SOURCE DOCUMENT ▸
^^^^

Friday, July 9, 2010

Constructive Clarity in Israeli-Palestinian Negotiations

Benny Begin
Jerusalem Center for Public Affairs
Vol. 10, No. 3
7 July '10

-The PLO platform, as reaffirmed in the Fatah Congress in August 2009, states that their struggle will not stop until the Zionist entity is eliminated and Palestine is liberated. As a logical corollary, they refuse to accept Israel as the nation-state of the Jewish people.

-This explains why, when Mahmoud Abbas was asked in a Washington Post interview in May 2009 why he had declined Olmert's far-reaching offer, he answered that "the gaps were wide."

-The Palestinian leadership insists that negotiations now start at the point they had reached with Olmert at the end of 2008. That means they are not satisfied with what was put on the table a year ago. They want more than that.

-One cannot expect a plausible, peaceful solution in the foreseeable future unless the PLO leadership changes its mind, heart, and writings.

^^^^

(Stored records)

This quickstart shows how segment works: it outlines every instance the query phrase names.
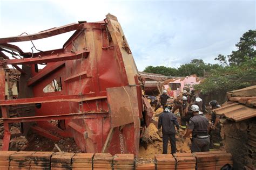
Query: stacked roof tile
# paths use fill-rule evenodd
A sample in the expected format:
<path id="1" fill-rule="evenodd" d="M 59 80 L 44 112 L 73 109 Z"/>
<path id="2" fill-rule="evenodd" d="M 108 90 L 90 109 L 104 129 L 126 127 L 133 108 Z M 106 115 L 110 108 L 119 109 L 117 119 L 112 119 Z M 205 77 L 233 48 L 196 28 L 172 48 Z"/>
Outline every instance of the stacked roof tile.
<path id="1" fill-rule="evenodd" d="M 76 153 L 72 158 L 72 169 L 76 170 L 91 169 L 93 153 Z"/>
<path id="2" fill-rule="evenodd" d="M 157 169 L 175 169 L 176 160 L 172 155 L 158 154 L 154 158 Z"/>
<path id="3" fill-rule="evenodd" d="M 36 152 L 31 155 L 30 169 L 50 169 L 51 157 L 54 152 Z"/>
<path id="4" fill-rule="evenodd" d="M 71 159 L 75 153 L 56 152 L 51 158 L 51 169 L 70 169 Z"/>
<path id="5" fill-rule="evenodd" d="M 136 170 L 154 170 L 154 161 L 151 159 L 138 159 L 135 161 L 135 169 Z"/>
<path id="6" fill-rule="evenodd" d="M 178 153 L 173 155 L 176 159 L 176 169 L 195 169 L 196 159 L 192 153 Z"/>
<path id="7" fill-rule="evenodd" d="M 21 151 L 10 155 L 9 169 L 28 169 L 30 167 L 31 155 L 35 152 Z"/>
<path id="8" fill-rule="evenodd" d="M 10 165 L 10 155 L 16 151 L 1 151 L 0 154 L 0 169 L 8 170 Z"/>
<path id="9" fill-rule="evenodd" d="M 116 154 L 113 158 L 114 169 L 134 169 L 133 154 Z"/>

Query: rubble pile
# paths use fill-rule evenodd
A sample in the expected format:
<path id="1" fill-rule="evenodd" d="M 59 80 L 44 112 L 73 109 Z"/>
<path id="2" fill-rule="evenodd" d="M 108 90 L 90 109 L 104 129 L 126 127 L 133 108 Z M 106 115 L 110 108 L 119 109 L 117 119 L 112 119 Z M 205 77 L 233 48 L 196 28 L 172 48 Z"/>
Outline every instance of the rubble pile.
<path id="1" fill-rule="evenodd" d="M 256 86 L 227 93 L 228 101 L 214 110 L 223 122 L 225 150 L 238 169 L 256 169 Z"/>
<path id="2" fill-rule="evenodd" d="M 197 158 L 204 157 L 201 156 L 201 154 L 204 154 L 204 157 L 206 158 Z M 214 155 L 215 161 L 210 162 L 209 161 L 211 159 L 207 158 L 212 158 L 212 155 Z M 0 167 L 44 169 L 112 169 L 113 168 L 117 169 L 133 169 L 134 168 L 136 169 L 154 170 L 156 168 L 195 169 L 197 164 L 202 167 L 200 169 L 220 169 L 227 163 L 232 164 L 231 155 L 223 151 L 176 153 L 174 157 L 171 154 L 156 154 L 154 156 L 154 159 L 134 160 L 132 154 L 117 154 L 112 156 L 109 153 L 0 151 Z M 205 164 L 205 167 L 212 164 L 212 168 L 208 168 L 209 166 L 206 169 L 203 168 L 202 164 Z M 213 164 L 216 168 L 213 168 Z"/>
<path id="3" fill-rule="evenodd" d="M 74 154 L 75 153 L 67 152 L 54 153 L 51 158 L 51 169 L 70 169 Z"/>

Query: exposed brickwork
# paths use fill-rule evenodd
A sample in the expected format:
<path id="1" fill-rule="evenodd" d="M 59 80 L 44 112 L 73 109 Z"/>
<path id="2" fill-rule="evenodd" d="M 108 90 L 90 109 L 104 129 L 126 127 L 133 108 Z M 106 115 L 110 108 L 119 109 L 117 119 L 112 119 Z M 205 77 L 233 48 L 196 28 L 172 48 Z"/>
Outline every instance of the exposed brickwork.
<path id="1" fill-rule="evenodd" d="M 154 170 L 155 162 L 151 159 L 138 159 L 135 161 L 135 169 L 136 170 Z"/>
<path id="2" fill-rule="evenodd" d="M 220 169 L 232 165 L 225 151 L 156 154 L 154 159 L 133 154 L 0 151 L 0 169 Z"/>
<path id="3" fill-rule="evenodd" d="M 95 153 L 93 157 L 93 169 L 112 169 L 113 156 L 110 153 Z"/>
<path id="4" fill-rule="evenodd" d="M 154 158 L 157 169 L 175 169 L 176 160 L 172 155 L 158 154 Z"/>
<path id="5" fill-rule="evenodd" d="M 232 156 L 225 151 L 196 152 L 193 154 L 197 159 L 198 169 L 220 169 L 225 165 L 232 165 Z"/>
<path id="6" fill-rule="evenodd" d="M 114 169 L 134 169 L 133 154 L 116 154 L 113 160 Z"/>
<path id="7" fill-rule="evenodd" d="M 175 153 L 176 169 L 195 169 L 196 159 L 192 153 Z"/>
<path id="8" fill-rule="evenodd" d="M 76 170 L 91 169 L 93 153 L 76 153 L 72 158 L 72 169 Z"/>

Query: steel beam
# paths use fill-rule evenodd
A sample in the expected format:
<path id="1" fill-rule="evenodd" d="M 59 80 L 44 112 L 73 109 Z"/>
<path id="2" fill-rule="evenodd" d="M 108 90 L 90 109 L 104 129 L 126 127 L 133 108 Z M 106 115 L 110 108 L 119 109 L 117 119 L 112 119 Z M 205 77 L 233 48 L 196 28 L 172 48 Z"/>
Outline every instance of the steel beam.
<path id="1" fill-rule="evenodd" d="M 60 95 L 34 98 L 20 98 L 16 100 L 0 100 L 0 105 L 44 103 L 60 102 L 80 102 L 98 99 L 106 98 L 106 96 L 87 97 L 86 94 Z"/>
<path id="2" fill-rule="evenodd" d="M 80 24 L 79 23 L 72 23 L 60 27 L 43 31 L 35 34 L 0 38 L 0 44 L 35 40 L 50 37 L 78 30 L 79 29 L 80 25 Z"/>
<path id="3" fill-rule="evenodd" d="M 39 80 L 41 80 L 42 79 L 43 79 L 51 72 L 53 72 L 54 70 L 62 67 L 64 65 L 65 61 L 60 61 L 55 63 L 53 65 L 49 67 L 47 67 L 46 66 L 45 67 L 45 69 L 43 69 L 38 74 L 30 78 L 29 81 L 28 81 L 27 85 L 28 86 L 33 85 Z"/>
<path id="4" fill-rule="evenodd" d="M 5 61 L 7 65 L 31 65 L 79 59 L 82 58 L 87 58 L 89 54 L 89 51 L 83 50 L 76 53 L 65 52 L 60 54 L 56 54 L 32 58 L 8 60 Z"/>
<path id="5" fill-rule="evenodd" d="M 49 121 L 49 120 L 64 120 L 72 119 L 85 119 L 97 118 L 97 116 L 104 117 L 108 115 L 107 112 L 86 112 L 57 115 L 38 116 L 22 117 L 2 118 L 4 123 L 15 122 L 28 122 L 37 121 Z"/>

^^^^

YOUR TASK ▸
In the piece on Israeli-Palestinian negotiations, copy everything from "Benny Begin" down to "the Jewish people.", changing "corollary" to "consequence".

WRITTEN SOLUTION ▸
Benny Begin
Jerusalem Center for Public Affairs
Vol. 10, No. 3
7 July '10

-The PLO platform, as reaffirmed in the Fatah Congress in August 2009, states that their struggle will not stop until the Zionist entity is eliminated and Palestine is liberated. As a logical consequence, they refuse to accept Israel as the nation-state of the Jewish people.